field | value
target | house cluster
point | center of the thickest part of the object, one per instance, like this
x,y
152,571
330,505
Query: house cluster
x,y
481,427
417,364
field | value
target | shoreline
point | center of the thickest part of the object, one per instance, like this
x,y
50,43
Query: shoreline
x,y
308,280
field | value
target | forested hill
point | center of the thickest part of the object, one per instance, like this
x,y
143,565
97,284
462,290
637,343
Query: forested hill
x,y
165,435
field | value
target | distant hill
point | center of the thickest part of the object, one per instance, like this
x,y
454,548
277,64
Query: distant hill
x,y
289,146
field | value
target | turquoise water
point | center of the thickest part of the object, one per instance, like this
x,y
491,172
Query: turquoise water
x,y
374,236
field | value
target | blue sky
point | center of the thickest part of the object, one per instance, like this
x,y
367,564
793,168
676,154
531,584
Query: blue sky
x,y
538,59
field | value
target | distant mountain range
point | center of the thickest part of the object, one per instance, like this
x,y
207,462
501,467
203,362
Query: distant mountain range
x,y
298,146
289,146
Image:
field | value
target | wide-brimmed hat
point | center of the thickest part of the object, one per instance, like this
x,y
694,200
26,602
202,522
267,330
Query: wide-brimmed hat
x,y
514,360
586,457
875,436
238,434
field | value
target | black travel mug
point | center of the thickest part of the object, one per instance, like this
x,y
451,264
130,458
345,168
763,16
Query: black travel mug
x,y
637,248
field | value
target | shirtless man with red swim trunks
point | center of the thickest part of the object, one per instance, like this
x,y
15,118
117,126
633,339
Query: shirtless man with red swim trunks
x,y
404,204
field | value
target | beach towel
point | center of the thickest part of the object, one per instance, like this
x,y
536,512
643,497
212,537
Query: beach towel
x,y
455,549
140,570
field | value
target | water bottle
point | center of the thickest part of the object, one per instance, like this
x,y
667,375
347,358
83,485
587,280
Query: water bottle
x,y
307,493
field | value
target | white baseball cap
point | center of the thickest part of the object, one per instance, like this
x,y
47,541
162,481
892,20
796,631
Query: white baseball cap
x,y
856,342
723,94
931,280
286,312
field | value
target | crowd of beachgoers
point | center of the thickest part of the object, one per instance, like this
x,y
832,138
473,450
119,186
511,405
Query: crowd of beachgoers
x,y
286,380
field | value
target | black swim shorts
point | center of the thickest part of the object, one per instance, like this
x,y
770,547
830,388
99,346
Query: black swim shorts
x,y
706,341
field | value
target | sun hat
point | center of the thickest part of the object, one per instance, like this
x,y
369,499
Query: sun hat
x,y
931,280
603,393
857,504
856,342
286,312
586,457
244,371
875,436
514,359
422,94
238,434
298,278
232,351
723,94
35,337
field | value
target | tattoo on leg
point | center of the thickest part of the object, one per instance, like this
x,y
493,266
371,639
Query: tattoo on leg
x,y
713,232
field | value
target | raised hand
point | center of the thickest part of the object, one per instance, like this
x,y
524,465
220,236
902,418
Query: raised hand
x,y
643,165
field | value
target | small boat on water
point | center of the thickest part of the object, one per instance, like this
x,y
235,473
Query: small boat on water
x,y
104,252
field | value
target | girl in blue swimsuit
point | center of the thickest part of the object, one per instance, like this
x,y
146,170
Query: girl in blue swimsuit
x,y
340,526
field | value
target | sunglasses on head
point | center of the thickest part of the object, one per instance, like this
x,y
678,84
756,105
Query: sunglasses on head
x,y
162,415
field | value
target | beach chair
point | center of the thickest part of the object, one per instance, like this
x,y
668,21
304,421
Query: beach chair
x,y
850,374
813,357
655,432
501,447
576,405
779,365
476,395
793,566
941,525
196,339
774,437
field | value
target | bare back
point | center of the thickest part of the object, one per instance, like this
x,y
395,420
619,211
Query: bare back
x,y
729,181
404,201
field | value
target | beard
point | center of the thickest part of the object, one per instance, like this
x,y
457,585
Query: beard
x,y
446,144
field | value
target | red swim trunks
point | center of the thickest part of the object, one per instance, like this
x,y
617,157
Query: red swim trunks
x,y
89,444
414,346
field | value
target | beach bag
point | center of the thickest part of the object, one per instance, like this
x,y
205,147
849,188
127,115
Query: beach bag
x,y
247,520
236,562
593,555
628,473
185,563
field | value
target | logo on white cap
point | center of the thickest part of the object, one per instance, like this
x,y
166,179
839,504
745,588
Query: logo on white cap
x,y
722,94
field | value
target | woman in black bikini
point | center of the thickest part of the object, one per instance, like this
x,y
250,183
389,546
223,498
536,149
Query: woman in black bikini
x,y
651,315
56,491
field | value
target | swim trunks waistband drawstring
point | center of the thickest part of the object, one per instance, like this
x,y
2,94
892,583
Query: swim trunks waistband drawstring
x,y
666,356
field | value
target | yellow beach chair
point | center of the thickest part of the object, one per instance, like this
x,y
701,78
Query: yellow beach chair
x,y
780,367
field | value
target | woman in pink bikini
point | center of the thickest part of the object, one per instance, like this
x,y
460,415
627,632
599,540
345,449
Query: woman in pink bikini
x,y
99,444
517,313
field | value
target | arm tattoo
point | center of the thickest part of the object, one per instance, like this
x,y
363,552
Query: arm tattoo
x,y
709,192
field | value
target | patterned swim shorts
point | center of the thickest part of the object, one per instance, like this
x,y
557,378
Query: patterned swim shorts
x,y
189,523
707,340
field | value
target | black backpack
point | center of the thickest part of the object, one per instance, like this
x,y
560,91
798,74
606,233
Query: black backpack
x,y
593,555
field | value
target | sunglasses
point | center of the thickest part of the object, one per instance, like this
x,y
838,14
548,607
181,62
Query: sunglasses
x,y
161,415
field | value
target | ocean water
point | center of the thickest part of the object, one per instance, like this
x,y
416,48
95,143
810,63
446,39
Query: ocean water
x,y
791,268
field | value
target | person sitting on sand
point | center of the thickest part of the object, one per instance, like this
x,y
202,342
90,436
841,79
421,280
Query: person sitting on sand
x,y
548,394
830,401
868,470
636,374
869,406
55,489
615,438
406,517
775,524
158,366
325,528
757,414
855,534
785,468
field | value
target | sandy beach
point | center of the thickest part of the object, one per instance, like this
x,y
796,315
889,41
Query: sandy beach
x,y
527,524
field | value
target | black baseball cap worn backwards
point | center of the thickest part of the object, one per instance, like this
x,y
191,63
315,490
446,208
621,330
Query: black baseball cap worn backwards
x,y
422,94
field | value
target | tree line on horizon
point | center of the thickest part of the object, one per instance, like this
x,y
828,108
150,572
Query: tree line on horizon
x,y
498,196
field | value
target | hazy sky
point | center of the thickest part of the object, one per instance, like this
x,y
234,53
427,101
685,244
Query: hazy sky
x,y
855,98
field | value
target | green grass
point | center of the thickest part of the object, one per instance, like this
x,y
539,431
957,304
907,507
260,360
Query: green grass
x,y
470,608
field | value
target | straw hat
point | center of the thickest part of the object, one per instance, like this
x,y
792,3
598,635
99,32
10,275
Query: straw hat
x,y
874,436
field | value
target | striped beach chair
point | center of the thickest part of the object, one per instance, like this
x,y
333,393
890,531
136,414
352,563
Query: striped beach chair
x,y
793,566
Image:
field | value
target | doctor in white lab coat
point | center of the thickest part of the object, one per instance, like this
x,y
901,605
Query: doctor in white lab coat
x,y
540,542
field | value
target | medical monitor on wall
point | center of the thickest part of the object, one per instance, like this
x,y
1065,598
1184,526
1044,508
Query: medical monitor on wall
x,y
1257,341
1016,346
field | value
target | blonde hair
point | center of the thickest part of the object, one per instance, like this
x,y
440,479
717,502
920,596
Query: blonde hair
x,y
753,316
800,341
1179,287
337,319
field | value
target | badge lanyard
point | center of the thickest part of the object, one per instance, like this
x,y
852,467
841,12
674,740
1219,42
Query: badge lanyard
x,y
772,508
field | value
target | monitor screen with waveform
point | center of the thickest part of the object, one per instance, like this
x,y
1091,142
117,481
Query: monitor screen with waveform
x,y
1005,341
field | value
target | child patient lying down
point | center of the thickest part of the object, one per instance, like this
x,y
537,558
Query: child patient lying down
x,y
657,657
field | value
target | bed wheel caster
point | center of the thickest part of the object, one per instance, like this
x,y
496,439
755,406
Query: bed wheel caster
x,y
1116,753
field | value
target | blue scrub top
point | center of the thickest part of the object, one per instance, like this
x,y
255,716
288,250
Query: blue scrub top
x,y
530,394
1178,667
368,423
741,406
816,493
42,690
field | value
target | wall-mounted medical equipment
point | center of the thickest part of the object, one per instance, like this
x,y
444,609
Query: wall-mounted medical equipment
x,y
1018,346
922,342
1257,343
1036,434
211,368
----------
- Work order:
Out of the material above, output word for word the line with "target | beach chair", the line with "target | beach bag", and all lines between them, with nothing else.

- Response to this task:
target | beach chair
point | center of the thickest part of the object, one per instance, like this
x,y
668,21
304,421
Query: beach chair
x,y
850,374
813,357
655,432
501,447
576,405
779,365
476,395
793,566
941,525
196,339
774,437
field | value
target | bare back
point | center of the thickest part of the object, one per instance, like this
x,y
395,420
619,211
Query: bare back
x,y
729,181
404,201
field | value
target | beard
point | center of the thickest part of the object, one per instance, like this
x,y
457,585
Query: beard
x,y
446,144
field | value
target | red swim trunks
point | center of the thickest part of the object, one per instance, like this
x,y
617,157
Query: red swim trunks
x,y
89,444
414,346
field | value
target | beach bag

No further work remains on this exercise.